━━━━━ Available records ━━━━━

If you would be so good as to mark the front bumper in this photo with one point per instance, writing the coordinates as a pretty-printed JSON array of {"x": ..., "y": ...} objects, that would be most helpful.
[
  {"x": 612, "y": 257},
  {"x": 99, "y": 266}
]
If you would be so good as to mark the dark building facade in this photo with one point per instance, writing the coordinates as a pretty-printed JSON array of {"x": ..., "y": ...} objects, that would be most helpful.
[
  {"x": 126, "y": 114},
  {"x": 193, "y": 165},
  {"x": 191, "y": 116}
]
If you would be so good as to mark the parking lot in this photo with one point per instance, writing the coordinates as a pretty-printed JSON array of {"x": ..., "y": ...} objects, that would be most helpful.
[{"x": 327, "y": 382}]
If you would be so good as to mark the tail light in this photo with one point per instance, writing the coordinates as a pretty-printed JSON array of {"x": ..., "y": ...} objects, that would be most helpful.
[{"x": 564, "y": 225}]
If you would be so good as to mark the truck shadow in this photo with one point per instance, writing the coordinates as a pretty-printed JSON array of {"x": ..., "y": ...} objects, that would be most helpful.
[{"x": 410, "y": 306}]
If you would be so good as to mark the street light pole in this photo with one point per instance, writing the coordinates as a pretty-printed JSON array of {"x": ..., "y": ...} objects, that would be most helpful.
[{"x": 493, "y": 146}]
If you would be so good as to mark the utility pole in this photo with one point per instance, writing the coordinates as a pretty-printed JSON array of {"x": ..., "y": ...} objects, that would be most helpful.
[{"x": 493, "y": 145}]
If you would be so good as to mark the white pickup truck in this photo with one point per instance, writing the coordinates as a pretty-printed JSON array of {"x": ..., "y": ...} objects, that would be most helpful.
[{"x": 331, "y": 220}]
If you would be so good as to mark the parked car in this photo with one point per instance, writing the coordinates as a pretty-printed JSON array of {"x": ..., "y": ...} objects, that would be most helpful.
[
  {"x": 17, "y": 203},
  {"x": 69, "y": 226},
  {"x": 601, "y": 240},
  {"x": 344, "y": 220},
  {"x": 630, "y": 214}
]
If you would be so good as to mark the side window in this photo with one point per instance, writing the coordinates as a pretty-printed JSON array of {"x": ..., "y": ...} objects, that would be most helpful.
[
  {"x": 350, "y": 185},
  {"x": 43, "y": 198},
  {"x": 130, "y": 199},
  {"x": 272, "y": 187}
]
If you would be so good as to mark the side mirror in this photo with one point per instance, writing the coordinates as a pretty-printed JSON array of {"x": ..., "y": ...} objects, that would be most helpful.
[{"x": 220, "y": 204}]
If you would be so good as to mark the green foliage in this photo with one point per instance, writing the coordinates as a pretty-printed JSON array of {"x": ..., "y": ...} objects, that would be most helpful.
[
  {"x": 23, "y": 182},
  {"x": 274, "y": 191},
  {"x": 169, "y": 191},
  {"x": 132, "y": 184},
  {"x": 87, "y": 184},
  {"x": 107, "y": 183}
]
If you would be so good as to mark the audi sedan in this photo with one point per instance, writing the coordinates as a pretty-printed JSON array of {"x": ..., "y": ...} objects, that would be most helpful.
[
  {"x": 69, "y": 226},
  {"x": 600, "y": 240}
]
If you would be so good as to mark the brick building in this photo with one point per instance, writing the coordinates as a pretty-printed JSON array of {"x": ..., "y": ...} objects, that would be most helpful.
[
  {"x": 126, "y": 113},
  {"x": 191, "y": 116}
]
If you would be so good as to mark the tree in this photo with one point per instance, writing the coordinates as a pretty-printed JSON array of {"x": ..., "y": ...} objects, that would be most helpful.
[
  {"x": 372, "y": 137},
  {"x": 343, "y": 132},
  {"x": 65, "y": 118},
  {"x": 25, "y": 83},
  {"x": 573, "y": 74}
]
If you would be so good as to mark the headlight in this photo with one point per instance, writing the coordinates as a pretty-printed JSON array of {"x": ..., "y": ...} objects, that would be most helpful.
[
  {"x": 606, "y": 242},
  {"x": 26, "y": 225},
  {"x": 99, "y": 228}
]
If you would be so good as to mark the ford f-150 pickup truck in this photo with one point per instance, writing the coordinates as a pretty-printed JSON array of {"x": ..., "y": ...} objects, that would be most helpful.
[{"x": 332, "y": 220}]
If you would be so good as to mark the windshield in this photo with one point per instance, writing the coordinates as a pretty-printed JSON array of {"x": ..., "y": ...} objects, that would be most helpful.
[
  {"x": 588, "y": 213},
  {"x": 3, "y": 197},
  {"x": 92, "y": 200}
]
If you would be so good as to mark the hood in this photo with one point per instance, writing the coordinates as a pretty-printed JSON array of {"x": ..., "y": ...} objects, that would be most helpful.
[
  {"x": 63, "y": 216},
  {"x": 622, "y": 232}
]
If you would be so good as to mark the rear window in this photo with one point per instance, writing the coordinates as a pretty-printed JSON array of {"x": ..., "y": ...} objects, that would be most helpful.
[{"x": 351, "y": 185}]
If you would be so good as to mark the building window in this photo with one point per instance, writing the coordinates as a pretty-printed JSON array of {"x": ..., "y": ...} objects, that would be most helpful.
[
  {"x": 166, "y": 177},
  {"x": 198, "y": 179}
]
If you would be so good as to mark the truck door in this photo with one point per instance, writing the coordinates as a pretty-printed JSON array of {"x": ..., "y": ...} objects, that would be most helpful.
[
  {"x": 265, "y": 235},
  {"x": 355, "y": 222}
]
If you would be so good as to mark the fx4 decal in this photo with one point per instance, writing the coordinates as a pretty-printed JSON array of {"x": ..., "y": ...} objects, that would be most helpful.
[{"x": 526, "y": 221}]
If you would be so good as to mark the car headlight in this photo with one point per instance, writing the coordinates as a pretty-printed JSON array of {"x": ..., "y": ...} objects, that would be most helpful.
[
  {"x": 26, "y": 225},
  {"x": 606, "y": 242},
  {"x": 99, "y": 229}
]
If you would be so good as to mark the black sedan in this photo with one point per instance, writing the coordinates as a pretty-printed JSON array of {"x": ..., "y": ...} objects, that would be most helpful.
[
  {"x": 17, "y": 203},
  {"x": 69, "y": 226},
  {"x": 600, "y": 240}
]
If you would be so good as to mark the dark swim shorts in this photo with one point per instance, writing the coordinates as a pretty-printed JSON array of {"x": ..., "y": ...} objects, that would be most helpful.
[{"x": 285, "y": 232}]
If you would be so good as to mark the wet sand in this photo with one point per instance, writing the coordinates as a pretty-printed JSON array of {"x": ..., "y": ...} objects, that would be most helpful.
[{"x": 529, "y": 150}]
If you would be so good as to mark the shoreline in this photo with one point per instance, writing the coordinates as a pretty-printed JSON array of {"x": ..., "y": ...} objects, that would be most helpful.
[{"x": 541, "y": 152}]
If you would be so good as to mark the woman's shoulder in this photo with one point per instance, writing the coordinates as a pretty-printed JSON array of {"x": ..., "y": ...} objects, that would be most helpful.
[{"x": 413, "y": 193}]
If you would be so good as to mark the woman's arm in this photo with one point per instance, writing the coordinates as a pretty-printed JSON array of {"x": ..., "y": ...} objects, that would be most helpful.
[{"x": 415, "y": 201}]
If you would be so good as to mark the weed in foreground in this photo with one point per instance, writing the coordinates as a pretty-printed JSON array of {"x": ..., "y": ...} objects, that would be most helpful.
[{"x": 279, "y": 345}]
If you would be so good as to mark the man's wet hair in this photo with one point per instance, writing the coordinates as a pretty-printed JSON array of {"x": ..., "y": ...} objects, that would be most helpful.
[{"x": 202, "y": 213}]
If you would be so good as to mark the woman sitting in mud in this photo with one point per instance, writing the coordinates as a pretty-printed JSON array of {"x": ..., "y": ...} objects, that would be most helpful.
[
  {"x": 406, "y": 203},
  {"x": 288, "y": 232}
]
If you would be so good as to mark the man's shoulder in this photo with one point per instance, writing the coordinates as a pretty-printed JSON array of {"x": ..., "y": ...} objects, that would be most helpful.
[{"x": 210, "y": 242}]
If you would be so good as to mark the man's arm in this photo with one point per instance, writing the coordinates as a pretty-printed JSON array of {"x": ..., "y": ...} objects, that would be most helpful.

━━━━━

Problem to work on:
Repeat word for word the lines running from the line containing "If you would be so good as to mark the wet" to the end of the entries above, inclusive.

Written response:
If you would be so good as to mark the wet sand in this photo with one point per instance, writing the coordinates as a pretty-printed JSON array of {"x": ..., "y": ...} objects, that would be most helpful.
[{"x": 529, "y": 150}]
If you would be so good as to mark the shoreline in this photo with one point per instance, writing the coordinates as a pretty-printed JSON array of {"x": ..., "y": ...} objects, that would be most helpful.
[{"x": 541, "y": 152}]
If you would be so good as to mark the woman's shoulder in this photo with one point per instance, writing the coordinates as a pretty-printed JSON array of {"x": ..., "y": ...} objects, that would be most helpful.
[{"x": 413, "y": 193}]
If you would be so good as to mark the woman's arm in this photo with one point per instance, writing the coordinates as a pretty-printed JSON array of {"x": ..., "y": ...} objects, that would be most helpful.
[{"x": 415, "y": 201}]
If you would be so good as to mark the weed in foreground in this photo with one point per instance, writing the coordinates as a pretty-printed JSON array of {"x": ..., "y": ...} objects, that would be most helpful.
[{"x": 279, "y": 345}]
If you would be so good as to mark the man's wet hair in this photo with one point per instance, writing the coordinates as a pretty-printed JSON array of {"x": ..., "y": ...} objects, that would be most helpful.
[{"x": 202, "y": 213}]
If you would be so good as to mark the woman sitting in mud in this photo with one point per instance, writing the coordinates as a pretty-printed JSON array of {"x": ..., "y": ...} objects, that would be most helpful.
[
  {"x": 406, "y": 203},
  {"x": 288, "y": 232}
]
If you would be so good as to mark the man's shoulder in this photo with one point per instance, writing the coordinates as a pretty-printed JSON array of {"x": ..., "y": ...} objects, that would be most helpful.
[{"x": 210, "y": 242}]
If you would be so good as to mark the man's arm in this photo with one point per instance, writing the coordinates as a pretty-printed JSON array of {"x": ..., "y": ...} objects, that would be most helpful.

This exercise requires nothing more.